**PROVIDED TEXT**
◆ ◆ ◆ ◆ ◆

Intuitive Understanding for Commutation

sokrates

I am trying to get a grip on the commutation properties of operators.
Different authors get to those differently: some start from translator operators, some relate those to Poisson brackets, etc...

My objective is to get a good intuitive feeling of what commuting and not commuting observables imply about the physical system? What are good physical examples to justify this?
What other ways have people used to link ,for instance, uncertainty relation and commutativity?

Insightful, less mathematical answers (IF AT ALL POSSIBLE) are greatly appreciated as I already have plenty of access to the mathematical foundation.

Thanks,

sokrates

Related Quantum Physics News on Phys.org

morphemera

To my understanding, commutator measures the degree of the 'commutativeness' of two operations. For commutator with value 0, the associated operations are commutate. If the magnitude of commutator is small, then the operation are considered commute slightly.

For example, a commutator with Planck constant is small in our daily live scale, so it is essentially zero, or the operations can be treated as commute. As another example, considering walking on Earth surface, the operation are walking toward north and walking toward east. These two operations are not commute, but as far as two operators are small, then the different between the destination of the walk is also small.

RedX

Imagine at a certain time you take as your state the eigenstate of one of the operators in the commutator. Then the eigenvalue can serve as a label for the state. Then view the other operator as a transformation. The commutator tells you how much the transformation destroys the label of your state at that moment in time.

sokrates

Similar to what happens after sequential Stern Gerlach measurements with non-commuting operators?

I think I get it. But still, I can't see why it sits so deep in the formal theory. Why is it so important?

quantumkiko

My objective is to get a good intuitive feeling of what commuting and not commuting observables imply about the physical system? What are good physical examples to justify this?
Let me try. Operators in quantum mechanics are also called observables. The name stems from the fact that operators represent what can be observed or measured in a system. Position, momentum and energy are the observables we are introduced to in quantum mechanics. We can measure/observe them.

Remember that to observe a system, we have to somehow "shine light" on it. And we can only make measurements if we have a means to observe the system, which in our case by using light. This act of "shining light" on a system mathematically means making an operator operate on a mathematical representation of the system, the state. We have to disturb the state. We cannot make an observation unless we disturb the state.

◆ ◆ ◆ ◆ ◆

**STATED TASK 1**
Reproduce the passage of the commutation thread from "Different authors get" up to and including "relation and commutativity?".

◆ ◆ ◆ ◆ ◆

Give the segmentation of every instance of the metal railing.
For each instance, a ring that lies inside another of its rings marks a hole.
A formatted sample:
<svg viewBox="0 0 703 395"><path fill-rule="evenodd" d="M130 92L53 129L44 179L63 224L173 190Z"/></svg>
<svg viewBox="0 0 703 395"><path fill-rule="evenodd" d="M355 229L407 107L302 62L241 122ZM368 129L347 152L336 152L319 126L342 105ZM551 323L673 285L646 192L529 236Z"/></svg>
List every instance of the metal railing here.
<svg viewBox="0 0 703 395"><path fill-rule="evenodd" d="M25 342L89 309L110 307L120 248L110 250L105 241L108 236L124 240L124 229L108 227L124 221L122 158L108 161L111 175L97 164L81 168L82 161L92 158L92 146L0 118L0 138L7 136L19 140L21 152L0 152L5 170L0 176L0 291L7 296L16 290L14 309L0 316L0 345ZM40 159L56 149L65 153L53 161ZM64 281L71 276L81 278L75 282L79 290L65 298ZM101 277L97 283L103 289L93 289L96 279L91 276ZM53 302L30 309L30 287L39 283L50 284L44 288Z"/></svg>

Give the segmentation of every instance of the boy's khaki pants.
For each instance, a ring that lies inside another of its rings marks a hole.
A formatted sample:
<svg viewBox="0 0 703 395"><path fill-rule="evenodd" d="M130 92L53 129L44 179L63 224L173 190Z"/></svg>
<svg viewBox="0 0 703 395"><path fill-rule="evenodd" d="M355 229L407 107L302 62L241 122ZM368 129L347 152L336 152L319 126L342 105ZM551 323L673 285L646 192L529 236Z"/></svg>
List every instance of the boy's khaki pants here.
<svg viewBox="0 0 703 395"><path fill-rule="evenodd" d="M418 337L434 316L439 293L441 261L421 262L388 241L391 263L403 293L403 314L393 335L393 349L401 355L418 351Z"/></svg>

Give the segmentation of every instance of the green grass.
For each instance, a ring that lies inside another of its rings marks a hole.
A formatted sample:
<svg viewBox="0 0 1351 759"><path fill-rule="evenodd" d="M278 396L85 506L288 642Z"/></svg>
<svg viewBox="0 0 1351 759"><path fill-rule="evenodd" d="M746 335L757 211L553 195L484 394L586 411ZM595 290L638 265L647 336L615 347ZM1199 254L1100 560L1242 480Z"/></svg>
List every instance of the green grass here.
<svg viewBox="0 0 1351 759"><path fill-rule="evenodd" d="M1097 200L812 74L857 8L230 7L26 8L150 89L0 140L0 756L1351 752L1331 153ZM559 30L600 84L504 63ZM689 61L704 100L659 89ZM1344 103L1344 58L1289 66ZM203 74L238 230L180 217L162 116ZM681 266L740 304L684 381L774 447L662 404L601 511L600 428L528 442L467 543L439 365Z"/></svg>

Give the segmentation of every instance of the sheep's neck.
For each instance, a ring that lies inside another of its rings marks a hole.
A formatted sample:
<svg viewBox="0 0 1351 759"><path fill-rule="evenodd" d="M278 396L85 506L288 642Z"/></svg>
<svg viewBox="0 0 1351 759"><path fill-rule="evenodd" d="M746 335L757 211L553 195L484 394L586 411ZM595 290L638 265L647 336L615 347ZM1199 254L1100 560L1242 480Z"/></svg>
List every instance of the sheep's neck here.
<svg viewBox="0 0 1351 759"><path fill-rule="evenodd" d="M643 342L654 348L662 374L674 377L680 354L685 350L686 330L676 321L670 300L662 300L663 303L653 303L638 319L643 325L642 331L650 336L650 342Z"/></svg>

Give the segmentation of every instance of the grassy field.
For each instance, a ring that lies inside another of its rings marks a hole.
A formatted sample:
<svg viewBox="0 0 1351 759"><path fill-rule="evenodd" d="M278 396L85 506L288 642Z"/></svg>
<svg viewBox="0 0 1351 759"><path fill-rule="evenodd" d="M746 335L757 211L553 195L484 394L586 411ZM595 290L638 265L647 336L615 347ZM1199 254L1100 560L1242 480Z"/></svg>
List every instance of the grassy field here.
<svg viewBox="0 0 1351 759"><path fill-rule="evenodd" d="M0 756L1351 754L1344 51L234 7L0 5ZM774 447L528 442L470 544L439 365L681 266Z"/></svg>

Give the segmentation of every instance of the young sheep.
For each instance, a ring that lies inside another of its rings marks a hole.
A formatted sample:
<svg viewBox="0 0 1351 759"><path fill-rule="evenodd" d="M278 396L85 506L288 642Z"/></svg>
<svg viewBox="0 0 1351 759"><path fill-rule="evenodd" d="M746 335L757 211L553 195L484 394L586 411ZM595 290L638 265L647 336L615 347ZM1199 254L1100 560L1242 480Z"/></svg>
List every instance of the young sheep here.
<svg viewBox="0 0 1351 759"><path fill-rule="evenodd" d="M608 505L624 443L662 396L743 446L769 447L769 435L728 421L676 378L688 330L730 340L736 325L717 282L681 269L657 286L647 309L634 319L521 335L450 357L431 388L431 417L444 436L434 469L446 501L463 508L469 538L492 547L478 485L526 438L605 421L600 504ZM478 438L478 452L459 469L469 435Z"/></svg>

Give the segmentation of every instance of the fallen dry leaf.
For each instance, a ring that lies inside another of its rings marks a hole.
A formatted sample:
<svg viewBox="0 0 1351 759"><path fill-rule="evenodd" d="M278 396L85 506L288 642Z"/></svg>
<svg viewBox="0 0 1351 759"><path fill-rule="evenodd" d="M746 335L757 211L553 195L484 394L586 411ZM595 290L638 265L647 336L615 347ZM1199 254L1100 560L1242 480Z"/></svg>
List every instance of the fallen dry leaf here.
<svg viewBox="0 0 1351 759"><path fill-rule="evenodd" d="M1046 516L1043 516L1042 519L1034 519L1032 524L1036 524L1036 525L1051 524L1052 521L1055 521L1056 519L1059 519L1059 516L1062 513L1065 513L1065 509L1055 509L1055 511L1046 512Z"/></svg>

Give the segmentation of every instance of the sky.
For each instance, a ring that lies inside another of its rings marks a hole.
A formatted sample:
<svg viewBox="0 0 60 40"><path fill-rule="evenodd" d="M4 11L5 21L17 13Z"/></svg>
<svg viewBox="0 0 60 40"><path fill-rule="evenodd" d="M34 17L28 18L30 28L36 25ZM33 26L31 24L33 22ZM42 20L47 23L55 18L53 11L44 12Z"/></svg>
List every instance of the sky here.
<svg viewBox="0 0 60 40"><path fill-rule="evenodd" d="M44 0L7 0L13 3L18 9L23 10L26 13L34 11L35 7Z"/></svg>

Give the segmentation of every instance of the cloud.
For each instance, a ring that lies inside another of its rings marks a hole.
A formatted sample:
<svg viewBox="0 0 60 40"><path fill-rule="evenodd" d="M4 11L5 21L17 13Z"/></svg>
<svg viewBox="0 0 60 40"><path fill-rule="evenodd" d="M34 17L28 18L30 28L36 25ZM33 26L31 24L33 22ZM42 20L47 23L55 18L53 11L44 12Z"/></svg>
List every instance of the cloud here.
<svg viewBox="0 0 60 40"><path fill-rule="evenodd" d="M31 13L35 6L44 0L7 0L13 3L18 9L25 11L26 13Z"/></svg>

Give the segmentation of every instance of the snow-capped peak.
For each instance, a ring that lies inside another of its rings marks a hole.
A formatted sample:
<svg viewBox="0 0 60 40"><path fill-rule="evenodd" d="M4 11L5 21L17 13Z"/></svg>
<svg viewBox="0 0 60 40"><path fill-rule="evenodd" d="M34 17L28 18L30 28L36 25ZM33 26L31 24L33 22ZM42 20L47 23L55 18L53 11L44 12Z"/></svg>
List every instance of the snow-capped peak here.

◆ ◆ ◆ ◆ ◆

**STATED TASK 2**
Identify each line in the rows that contains the string "peak", and copy every one of those lines.

**CORRECT ANSWER 1**
Different authors get to those differently: some start from translator operators, some relate those to Poisson brackets, etc...

My objective is to get a good intuitive feeling of what commuting and not commuting observables imply about the physical system? What are good physical examples to justify this?
What other ways have people used to link ,for instance, uncertainty relation and commutativity?

**CORRECT ANSWER 2**
Give the segmentation of every instance of the snow-capped peak.
List every instance of the snow-capped peak here.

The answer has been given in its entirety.